=== READING TEXT ===
In order to evaluate Mill's argument, each of these steps must be examined in turn, and the criticisms that have been levelled at Mill also examined closely.
The first point in Mill's argument, therefore, is the affirmation of the principle of hedonism that he first makes in the first chapter. This premise states that happiness is the only thing that is desirable in itself. There are two objections to this premise; the first takes pleasure to mean "lower" pleasures; however, Mill was at pains to distinguish between lower and higher pleasures, and there are surely many, many pleasures that do not involve mere bodily pleasure, e.g. the pleasure attached to power, or listening to an orchestra playing, or the study of philosophy, etc. So this objection could more accurately be described as a misunderstanding made in spite of the great lengths Mill went to in order to elevate utilitarianism above the criticisms of it being a doctrine for "swine-like self-gratification."

=== SUPPLIED INFORMATION ===
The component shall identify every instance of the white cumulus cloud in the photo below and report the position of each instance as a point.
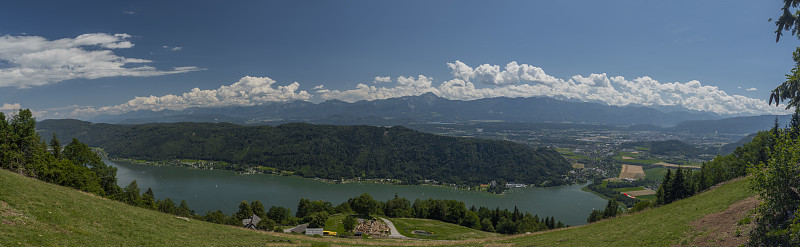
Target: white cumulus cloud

=== WRITTEN PROBLEM 1 ===
In the passage on Mill's argument, why is the first objection to the hedonism premise better described as a misunderstanding? Answer in one to three sentences.
=== WRITTEN PROBLEM 2 ===
According to the passage on Mill's argument, what does the premise of hedonism state?
=== WRITTEN PROBLEM 3 ===
Update the passage on Mill's argument by giving everything from "In order to evaluate" down to "also examined closely." with "examined closely" replaced by "scrutinized".
The data plays no part in this work.

=== RESULT 1 ===
The objection takes pleasure to mean "lower" pleasures, but Mill took great care to distinguish lower from higher pleasures. Many pleasures are not merely bodily, such as the pleasure of power, of hearing an orchestra, or of studying philosophy.

=== RESULT 2 ===
It states that happiness is the only thing that is desirable in itself.

=== RESULT 3 ===
In order to evaluate Mill's argument, each of these steps must be examined in turn, and the criticisms that have been levelled at Mill also scrutinized.